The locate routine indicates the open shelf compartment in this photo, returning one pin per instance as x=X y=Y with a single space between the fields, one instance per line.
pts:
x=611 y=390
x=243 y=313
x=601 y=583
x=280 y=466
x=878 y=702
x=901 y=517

Task to complete :: Write out the listing above again in full, request line included, and multiply every x and y coordinate in the answers by 2.55, rounding each result to a whole number with halves rounded up.

Task response ::
The locate routine indicates the open shelf compartment in this photo, returning one pin per instance as x=X y=Y with a single space between the fields, one instance per line.
pts:
x=1558 y=995
x=620 y=798
x=1533 y=1487
x=714 y=1188
x=2239 y=1790
x=2298 y=1318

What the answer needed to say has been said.